Selected extract: Begin

The author of the Man Booker Prize-winning The Narrow Road to the Deep North returns with a novel about Anna and her aged mother, who is dying while subjected to increasingly desperate medical interventions. The hospital window provides a respite, allowing Anna's mother—and eventually Anna herself—to disappear into visions of horror and delight.
... intriguing ... Flanagan...turns climate change’s harsh realities into rivers of words, and also magical visions ... The result is a beguiling book that takes time to settle but is hard to forget. It feels at first like a dizzying collage ... But in the end, like Flanagan’s best work...the novel grounds itself in humane ideals. Love. Hope. Dignity. These values emerge as if they were part of the mystery, slowly, with clues that pile up behind a curtain of flames ... The Living Sea of Waking Dreams, like Jonathan Franzen’s best novels, quietly traces a societal rift around wealth and what amounts to a 'good life' ... The Living Sea of Waking Dreams is especially strong when its characters—and the reader—actually linger to lament what’s gone or going ...

Selected extract: End
Data excerpts: Begin

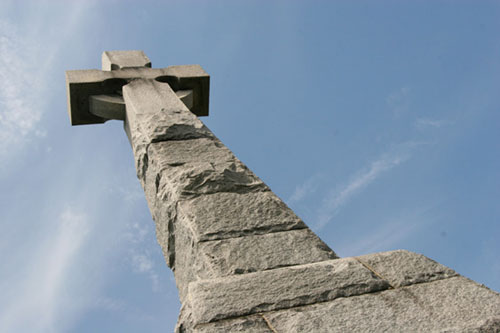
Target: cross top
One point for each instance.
(95, 96)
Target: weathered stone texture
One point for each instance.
(450, 305)
(402, 268)
(227, 215)
(263, 252)
(240, 295)
(250, 324)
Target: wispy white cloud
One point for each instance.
(423, 123)
(36, 299)
(139, 254)
(19, 98)
(343, 194)
(307, 188)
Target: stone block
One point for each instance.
(227, 215)
(250, 324)
(156, 113)
(112, 60)
(402, 268)
(81, 84)
(450, 305)
(240, 295)
(262, 252)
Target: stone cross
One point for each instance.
(242, 260)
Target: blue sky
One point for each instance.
(378, 123)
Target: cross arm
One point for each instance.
(82, 85)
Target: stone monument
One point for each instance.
(242, 260)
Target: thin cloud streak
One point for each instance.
(340, 197)
(307, 188)
(423, 123)
(38, 299)
(18, 91)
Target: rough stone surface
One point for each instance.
(81, 84)
(402, 268)
(262, 252)
(250, 324)
(112, 60)
(450, 305)
(239, 295)
(243, 261)
(212, 259)
(227, 215)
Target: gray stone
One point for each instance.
(81, 84)
(155, 112)
(239, 295)
(262, 252)
(219, 258)
(450, 305)
(250, 324)
(227, 215)
(402, 268)
(112, 60)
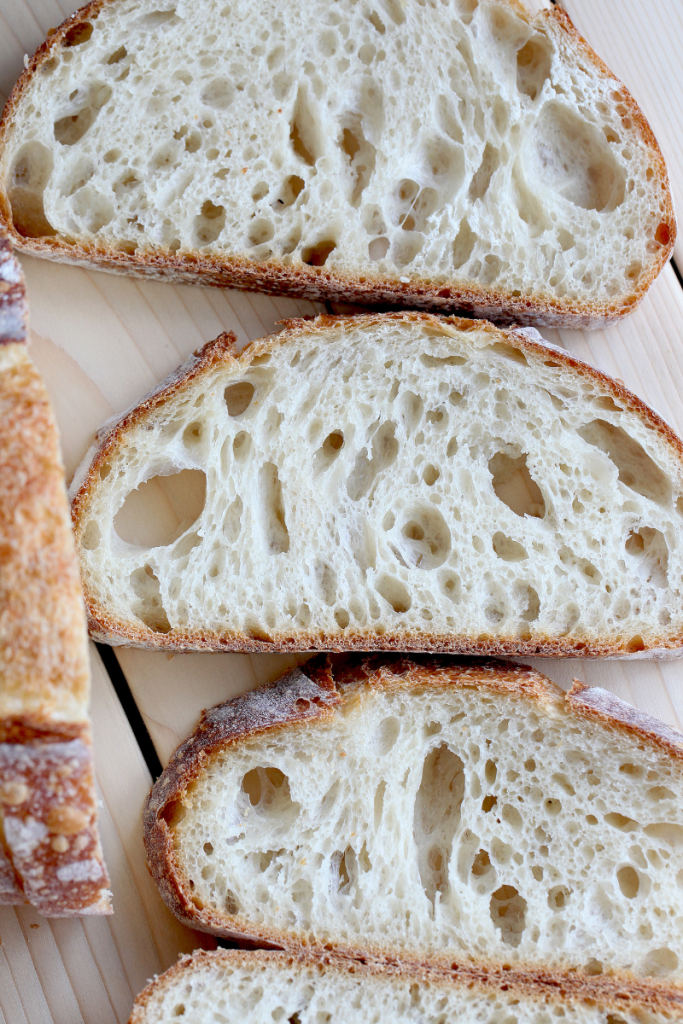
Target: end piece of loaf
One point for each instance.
(49, 848)
(430, 810)
(230, 987)
(509, 173)
(397, 481)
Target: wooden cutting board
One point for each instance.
(100, 342)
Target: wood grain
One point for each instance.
(641, 41)
(100, 342)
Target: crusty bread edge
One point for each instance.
(307, 696)
(27, 738)
(318, 283)
(108, 629)
(549, 990)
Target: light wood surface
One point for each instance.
(100, 342)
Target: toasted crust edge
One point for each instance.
(545, 989)
(314, 283)
(46, 761)
(107, 629)
(310, 695)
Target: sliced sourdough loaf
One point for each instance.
(396, 481)
(229, 987)
(461, 155)
(431, 810)
(49, 849)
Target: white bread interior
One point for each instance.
(435, 815)
(461, 144)
(390, 480)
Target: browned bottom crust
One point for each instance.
(546, 988)
(49, 848)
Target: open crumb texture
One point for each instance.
(396, 481)
(429, 810)
(509, 174)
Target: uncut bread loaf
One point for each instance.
(49, 849)
(230, 987)
(396, 481)
(434, 811)
(508, 173)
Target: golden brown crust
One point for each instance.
(107, 629)
(12, 296)
(549, 988)
(310, 695)
(321, 283)
(49, 849)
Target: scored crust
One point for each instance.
(107, 628)
(309, 695)
(49, 848)
(317, 283)
(545, 988)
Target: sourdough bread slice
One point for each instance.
(230, 987)
(396, 481)
(49, 849)
(430, 810)
(508, 173)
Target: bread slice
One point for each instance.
(509, 173)
(396, 481)
(430, 810)
(251, 987)
(49, 849)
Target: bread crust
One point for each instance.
(547, 989)
(309, 695)
(108, 629)
(49, 847)
(317, 283)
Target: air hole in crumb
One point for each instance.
(161, 509)
(508, 910)
(514, 485)
(148, 606)
(430, 475)
(91, 536)
(378, 248)
(29, 176)
(218, 94)
(629, 882)
(292, 188)
(239, 397)
(436, 817)
(78, 34)
(316, 255)
(648, 547)
(260, 230)
(272, 504)
(268, 792)
(304, 132)
(118, 55)
(209, 223)
(394, 593)
(425, 538)
(507, 549)
(534, 61)
(72, 128)
(636, 469)
(342, 617)
(558, 896)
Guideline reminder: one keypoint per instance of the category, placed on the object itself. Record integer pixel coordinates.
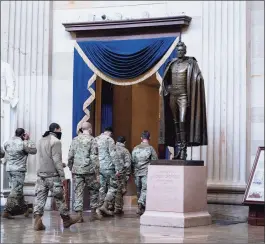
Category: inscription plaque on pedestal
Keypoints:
(176, 195)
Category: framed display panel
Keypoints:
(254, 193)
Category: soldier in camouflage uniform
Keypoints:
(141, 157)
(84, 163)
(17, 150)
(50, 177)
(109, 169)
(124, 159)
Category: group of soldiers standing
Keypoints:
(98, 162)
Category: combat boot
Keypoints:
(80, 215)
(68, 221)
(7, 215)
(139, 211)
(38, 225)
(104, 209)
(95, 215)
(27, 213)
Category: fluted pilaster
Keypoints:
(224, 69)
(26, 32)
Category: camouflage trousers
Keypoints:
(43, 186)
(108, 182)
(121, 191)
(80, 180)
(141, 184)
(16, 204)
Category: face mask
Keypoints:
(58, 135)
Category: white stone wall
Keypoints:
(256, 80)
(25, 45)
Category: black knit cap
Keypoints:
(121, 139)
(145, 135)
(110, 129)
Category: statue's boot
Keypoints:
(140, 209)
(177, 141)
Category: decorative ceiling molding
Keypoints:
(129, 27)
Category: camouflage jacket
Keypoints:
(141, 157)
(2, 153)
(50, 157)
(124, 159)
(17, 152)
(107, 153)
(83, 155)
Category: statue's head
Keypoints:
(181, 49)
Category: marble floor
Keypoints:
(226, 228)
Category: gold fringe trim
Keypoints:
(87, 102)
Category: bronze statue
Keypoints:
(183, 107)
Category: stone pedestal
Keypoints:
(176, 194)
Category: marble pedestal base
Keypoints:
(176, 194)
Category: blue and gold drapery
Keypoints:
(120, 62)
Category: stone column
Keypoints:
(26, 46)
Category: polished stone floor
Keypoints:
(226, 228)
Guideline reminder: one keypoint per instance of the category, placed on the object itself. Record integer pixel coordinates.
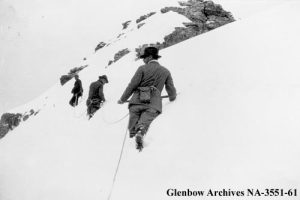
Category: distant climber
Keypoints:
(77, 91)
(96, 95)
(146, 87)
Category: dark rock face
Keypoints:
(140, 25)
(126, 24)
(100, 45)
(119, 55)
(9, 121)
(144, 17)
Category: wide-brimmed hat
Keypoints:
(150, 51)
(104, 77)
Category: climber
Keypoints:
(146, 87)
(77, 91)
(96, 95)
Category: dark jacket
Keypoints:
(77, 89)
(151, 74)
(96, 90)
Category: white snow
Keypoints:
(235, 123)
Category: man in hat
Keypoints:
(146, 87)
(77, 91)
(96, 95)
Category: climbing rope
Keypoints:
(118, 165)
(114, 122)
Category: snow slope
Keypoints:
(233, 126)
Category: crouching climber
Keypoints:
(96, 96)
(77, 91)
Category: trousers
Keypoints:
(140, 116)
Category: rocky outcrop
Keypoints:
(140, 25)
(9, 121)
(65, 78)
(142, 18)
(119, 55)
(126, 24)
(204, 16)
(100, 45)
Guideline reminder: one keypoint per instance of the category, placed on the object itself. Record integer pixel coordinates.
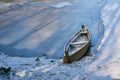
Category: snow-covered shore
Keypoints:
(104, 65)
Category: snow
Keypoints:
(103, 65)
(61, 4)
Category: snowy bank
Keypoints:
(104, 65)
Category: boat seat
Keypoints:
(84, 32)
(76, 43)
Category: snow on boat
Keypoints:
(77, 46)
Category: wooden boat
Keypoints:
(77, 46)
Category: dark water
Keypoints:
(40, 29)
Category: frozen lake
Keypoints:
(31, 29)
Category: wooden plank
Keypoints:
(81, 42)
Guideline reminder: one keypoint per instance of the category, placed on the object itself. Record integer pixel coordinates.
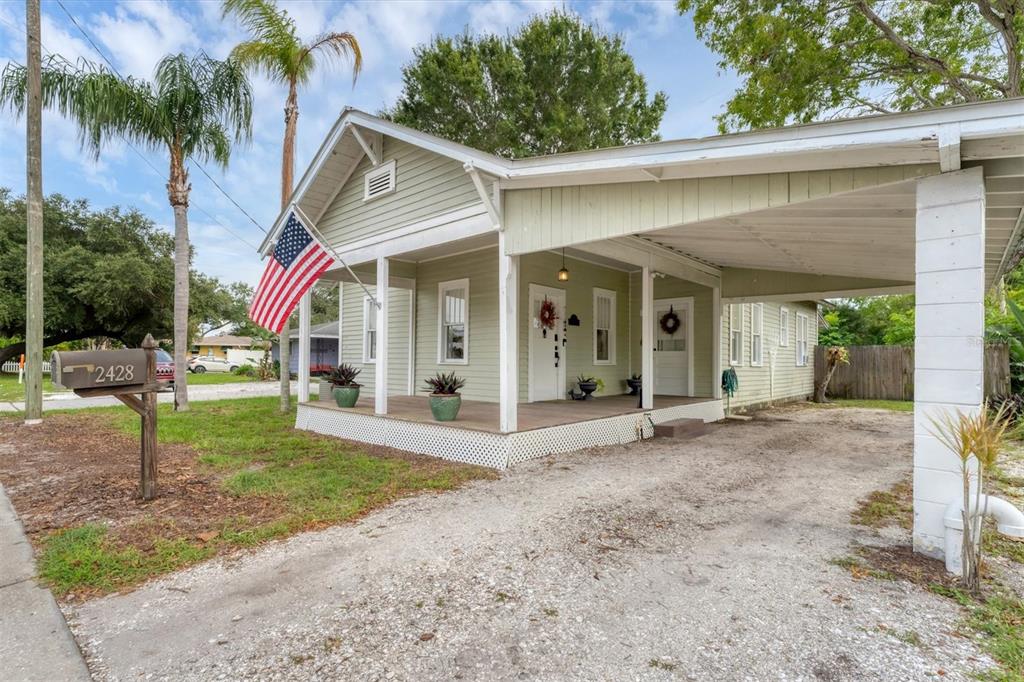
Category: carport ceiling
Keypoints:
(868, 232)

Data excerpts: End

Work instruction 1
Return the passage on The Living Sea of Waking Dreams between "The author of" and "horror and delight.", inclusive, copied exactly.
Work instruction 2
Which humane ideals does the passage on The Living Sea of Waking Dreams say the novel grounds itself in? List them all.
Work instruction 3
Using the passage on The Living Sea of Waking Dreams, answer these:
(a) What prize did the author's earlier novel The Narrow Road to the Deep North win?
(b) What provides a respite for Anna's mother in the hospital?
(c) Whose best novels is The Living Sea of Waking Dreams compared to?

Exercise output 1
The author of the Man Booker Prize-winning The Narrow Road to the Deep North returns with a novel about Anna and her aged mother, who is dying while subjected to increasingly desperate medical interventions. The hospital window provides a respite, allowing Anna's mother—and eventually Anna herself—to disappear into visions of horror and delight.

Exercise output 2
Love
Hope
Dignity

Exercise output 3
(a) The Man Booker Prize
(b) The hospital window
(c) Jonathan Franzen's